Text passage ▸
------------

Modern CNC machine turning centers have come a long way from their forebear, the humble lathe. With the advent of computer controls and multiple directions of travel, these amazing workhorses can do turning and milling operations on one fast and accurate machine.
What is CNC Turning?
This means that the workpiece turns while the cutting tool remains stationary. This kind of action favors the manufacturing of round and cylindrical shapes because the workpiece is constantly spinning.
This action differs fundamentally from milling, where the workpiece is held stationary and it’s the cutting tool that spins. That kind of action is better for making square shapes, flat faces, angles, bevels, gear teeth and many other geometries. The turning center is able to combine the functions of turning and milling in one machine, due to the design of the turret.
What is the Turret?
Think of the turret as a carousel, and on that carousel is mounted a series of cutting tools. The turret rotates as needed to bring stationary tools into position so they can operate on the spinning workpiece.
Aside from just rotating to load different cutters, the turret also moves freely in its own X-Y plane relative to the workpiece. It helps to visualize it like this:
Cutters are mounted on different locations on the turret, some of them in-line with the workpiece and some of them perpendicular. When using “live” toolholders, they can rotate on their own separate spindles to cut, grind, drill, etc.

------------

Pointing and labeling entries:
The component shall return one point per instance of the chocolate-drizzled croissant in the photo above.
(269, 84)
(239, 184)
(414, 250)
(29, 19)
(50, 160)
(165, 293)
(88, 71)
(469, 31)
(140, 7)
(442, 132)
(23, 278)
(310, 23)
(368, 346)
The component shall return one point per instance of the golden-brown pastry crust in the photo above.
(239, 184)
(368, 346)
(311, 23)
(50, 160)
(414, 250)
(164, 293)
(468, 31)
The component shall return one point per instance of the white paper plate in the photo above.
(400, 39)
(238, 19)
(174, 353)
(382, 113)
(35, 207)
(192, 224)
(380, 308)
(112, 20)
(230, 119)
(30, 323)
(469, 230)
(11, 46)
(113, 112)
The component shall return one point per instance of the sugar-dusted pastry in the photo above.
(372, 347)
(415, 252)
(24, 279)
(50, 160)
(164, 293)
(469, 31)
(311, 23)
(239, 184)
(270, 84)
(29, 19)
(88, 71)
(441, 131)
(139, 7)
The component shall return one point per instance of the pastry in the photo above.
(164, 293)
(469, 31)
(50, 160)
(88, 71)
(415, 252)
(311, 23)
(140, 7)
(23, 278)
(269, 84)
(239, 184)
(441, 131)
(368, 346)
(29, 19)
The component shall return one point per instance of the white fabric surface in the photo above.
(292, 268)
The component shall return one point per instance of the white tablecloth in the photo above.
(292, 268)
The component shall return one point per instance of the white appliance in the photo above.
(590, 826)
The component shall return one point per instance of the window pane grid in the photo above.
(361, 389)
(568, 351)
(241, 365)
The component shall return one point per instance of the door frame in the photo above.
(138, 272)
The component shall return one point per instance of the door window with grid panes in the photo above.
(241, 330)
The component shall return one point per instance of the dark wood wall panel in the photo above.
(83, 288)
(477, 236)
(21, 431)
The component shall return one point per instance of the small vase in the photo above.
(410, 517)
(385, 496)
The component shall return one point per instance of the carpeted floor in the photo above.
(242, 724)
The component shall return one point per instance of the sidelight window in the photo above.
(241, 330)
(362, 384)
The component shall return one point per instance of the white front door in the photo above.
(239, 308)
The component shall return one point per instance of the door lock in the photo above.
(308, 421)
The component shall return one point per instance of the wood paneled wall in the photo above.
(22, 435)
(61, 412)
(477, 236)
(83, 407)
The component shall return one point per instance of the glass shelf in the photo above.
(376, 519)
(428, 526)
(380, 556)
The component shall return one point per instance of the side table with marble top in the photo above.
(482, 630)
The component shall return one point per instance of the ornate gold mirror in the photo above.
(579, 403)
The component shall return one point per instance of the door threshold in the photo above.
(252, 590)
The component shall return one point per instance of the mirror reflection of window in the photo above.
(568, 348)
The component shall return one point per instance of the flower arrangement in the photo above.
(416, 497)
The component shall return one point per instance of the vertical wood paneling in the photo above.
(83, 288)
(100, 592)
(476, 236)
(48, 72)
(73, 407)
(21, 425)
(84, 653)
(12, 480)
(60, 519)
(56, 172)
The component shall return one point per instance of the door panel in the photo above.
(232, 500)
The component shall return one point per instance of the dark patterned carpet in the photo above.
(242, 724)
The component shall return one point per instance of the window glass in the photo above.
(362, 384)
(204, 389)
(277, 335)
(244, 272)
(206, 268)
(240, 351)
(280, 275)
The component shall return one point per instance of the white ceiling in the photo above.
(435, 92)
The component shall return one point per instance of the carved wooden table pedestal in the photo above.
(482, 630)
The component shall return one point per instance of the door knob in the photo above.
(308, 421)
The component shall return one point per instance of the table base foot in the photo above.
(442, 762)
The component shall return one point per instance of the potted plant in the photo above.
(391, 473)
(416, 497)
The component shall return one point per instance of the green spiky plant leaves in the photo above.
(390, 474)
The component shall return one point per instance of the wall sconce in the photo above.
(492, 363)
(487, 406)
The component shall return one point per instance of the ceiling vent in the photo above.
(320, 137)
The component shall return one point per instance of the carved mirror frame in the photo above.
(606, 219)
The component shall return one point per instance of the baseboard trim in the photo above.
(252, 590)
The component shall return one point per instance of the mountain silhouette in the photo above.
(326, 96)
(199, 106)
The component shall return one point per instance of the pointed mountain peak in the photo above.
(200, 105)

------------

Written problem A ▸
Answer these questions from the text on CNC turning, one per line:
(i) In turning, which part stays stationary?
(ii) What does the text compare the turret to?
(iii) When live toolholders are used, what can the tools do?
Written problem B ▸
In the entries, reproduce word for word the stretch from the line containing "mirror frame in the photo above." through the final entry.
The entries have no connection to the text on CNC turning.

Problem solution A ▸
(i) The cutting tool.
(ii) A carousel.
(iii) They can rotate on their own separate spindles to cut, grind, drill, etc.

Problem solution B ▸
The component shall return one point per instance of the carved mirror frame in the photo above.
(606, 219)
The component shall return one point per instance of the baseboard trim in the photo above.
(252, 590)
The component shall return one point per instance of the mountain silhouette in the photo above.
(326, 96)
(199, 106)
The component shall return one point per instance of the pointed mountain peak in the photo above.
(200, 105)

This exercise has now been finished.